[Start of section]

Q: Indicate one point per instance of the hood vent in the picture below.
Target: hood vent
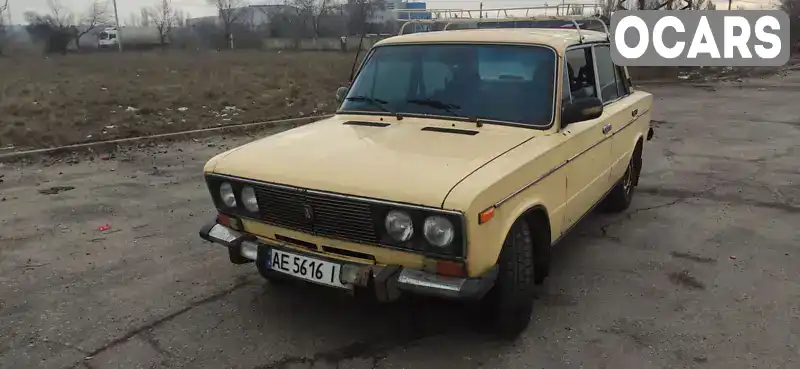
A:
(451, 130)
(367, 124)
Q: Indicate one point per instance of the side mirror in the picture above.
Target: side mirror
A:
(341, 92)
(580, 110)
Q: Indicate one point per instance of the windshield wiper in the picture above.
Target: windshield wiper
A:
(378, 103)
(436, 104)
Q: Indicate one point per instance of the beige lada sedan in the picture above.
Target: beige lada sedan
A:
(453, 165)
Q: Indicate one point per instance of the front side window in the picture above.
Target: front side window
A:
(505, 83)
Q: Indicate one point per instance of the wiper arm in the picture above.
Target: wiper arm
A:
(378, 103)
(436, 104)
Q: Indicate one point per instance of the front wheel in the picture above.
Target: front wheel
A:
(508, 306)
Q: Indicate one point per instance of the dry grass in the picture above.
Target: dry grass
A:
(61, 100)
(46, 102)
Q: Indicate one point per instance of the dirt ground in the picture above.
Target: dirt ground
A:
(61, 100)
(701, 272)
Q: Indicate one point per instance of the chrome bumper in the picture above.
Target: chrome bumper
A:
(388, 281)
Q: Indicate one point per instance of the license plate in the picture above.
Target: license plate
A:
(307, 268)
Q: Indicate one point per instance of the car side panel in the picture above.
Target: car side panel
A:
(588, 166)
(629, 128)
(531, 174)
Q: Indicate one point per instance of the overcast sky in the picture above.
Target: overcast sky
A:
(198, 8)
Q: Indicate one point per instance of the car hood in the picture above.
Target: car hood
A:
(414, 160)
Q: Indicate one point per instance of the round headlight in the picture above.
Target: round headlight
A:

[End of section]

An exact copy of the records is required. Pictures do not belong in it.

Q: Indicate one point per instance of the hood vent in the picture below.
Target: hood vent
A:
(451, 130)
(367, 124)
Q: Indicate one point per instance of the side mirror in the picture above.
Target: side mirror
A:
(341, 92)
(580, 110)
Q: Indicate one point per instance of the windshield wiper in the picture above.
Target: windshield wiper
A:
(378, 103)
(436, 104)
Q: Indicate one point per instance of the beige lada sedan in the picture above.
Target: beige lada sedan
A:
(453, 165)
Q: Indicate one point per instance of the front side window in the picture above.
Target: front side window
A:
(505, 83)
Q: Indicate one point per instance of the wiper arm in the picture above.
Target: wiper arm
A:
(378, 103)
(436, 104)
Q: Indicate one point per instance of the front wheel in the picture above.
Target: front wheel
A:
(508, 306)
Q: Indicate one point per instance of the dry grass in the picture above.
Target: dry grass
A:
(61, 100)
(46, 102)
Q: Indicate one point per instance of the dirt ground in the picture above.
Target: dirt ground
A:
(61, 100)
(701, 272)
Q: Indicate one point per instance of the chrome bumper in the picture above.
Target: chrome bumper
A:
(388, 281)
Q: Indicate one point per instance of the license plate in the picture above.
Target: license plate
A:
(307, 268)
Q: Indicate one point per instance of the car side panel in the picture above.
Target: car side panel
A:
(588, 166)
(629, 128)
(531, 174)
Q: Indicate one point per instance of the overcast sky in the picture above.
Target: overcast sky
A:
(198, 8)
Q: Indicate one point per instance of the car hood in the picture above.
Target: car hood
A:
(414, 160)
Q: Indicate one point per instance of the round headlight in the picture above.
Target: round headlight
A:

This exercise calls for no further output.